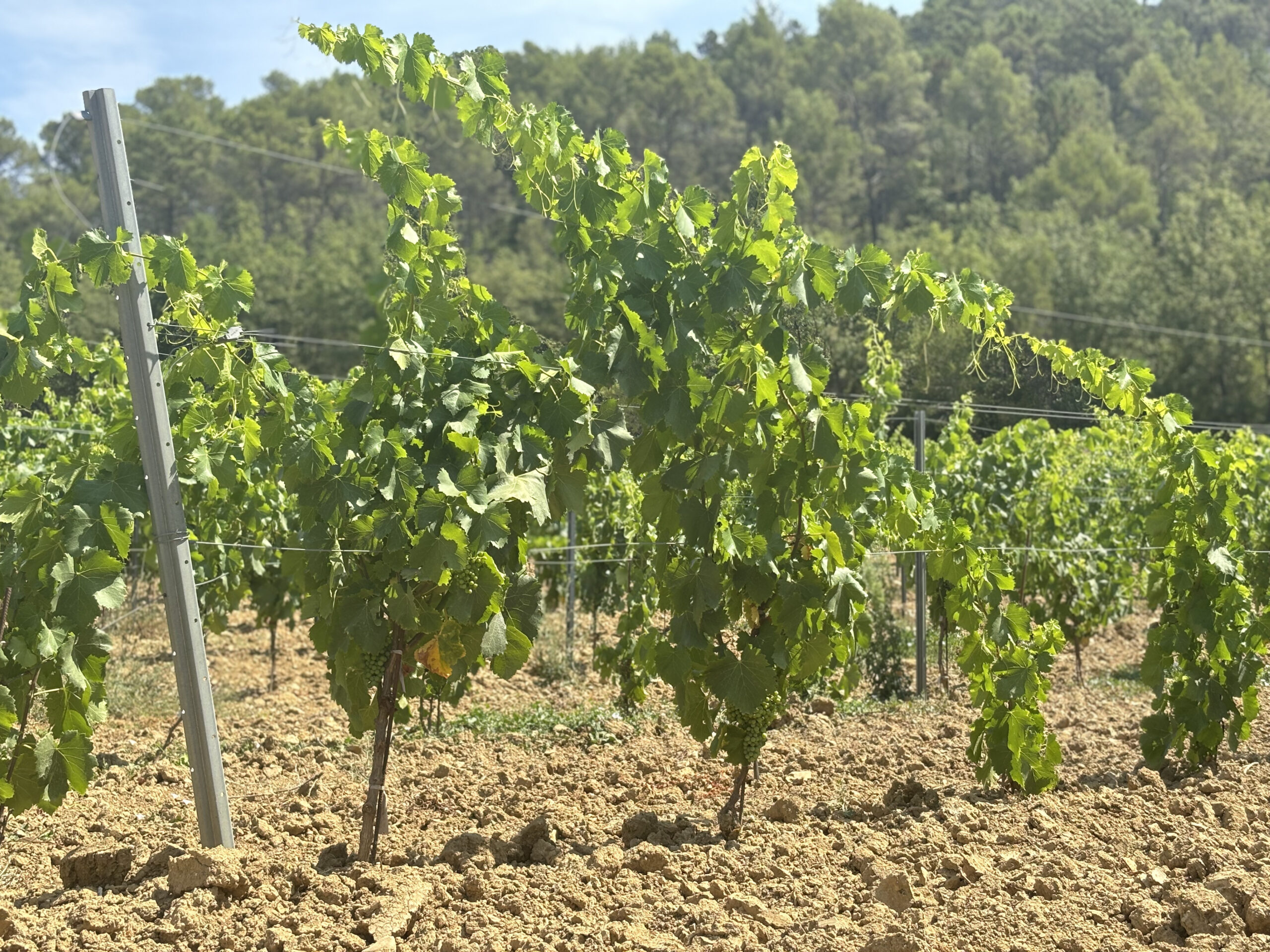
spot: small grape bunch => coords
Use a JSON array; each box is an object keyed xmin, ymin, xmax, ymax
[
  {"xmin": 449, "ymin": 565, "xmax": 478, "ymax": 595},
  {"xmin": 362, "ymin": 640, "xmax": 392, "ymax": 683},
  {"xmin": 724, "ymin": 696, "xmax": 778, "ymax": 764}
]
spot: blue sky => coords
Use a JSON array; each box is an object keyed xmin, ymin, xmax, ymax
[{"xmin": 0, "ymin": 0, "xmax": 921, "ymax": 138}]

◆ **What the task asks**
Copy out each line of the records above word for word, but leave out the pictures.

◆ **Response to this task**
spot: small grape bunch => coords
Use a JSON array; each box is an object keyed xmin, ymin, xmax, ymax
[
  {"xmin": 449, "ymin": 565, "xmax": 478, "ymax": 595},
  {"xmin": 362, "ymin": 640, "xmax": 392, "ymax": 683},
  {"xmin": 724, "ymin": 696, "xmax": 778, "ymax": 764}
]
spot: blue sky => coords
Use a JSON array; each box is an object keyed xmin, ymin, xmax, ymax
[{"xmin": 0, "ymin": 0, "xmax": 921, "ymax": 138}]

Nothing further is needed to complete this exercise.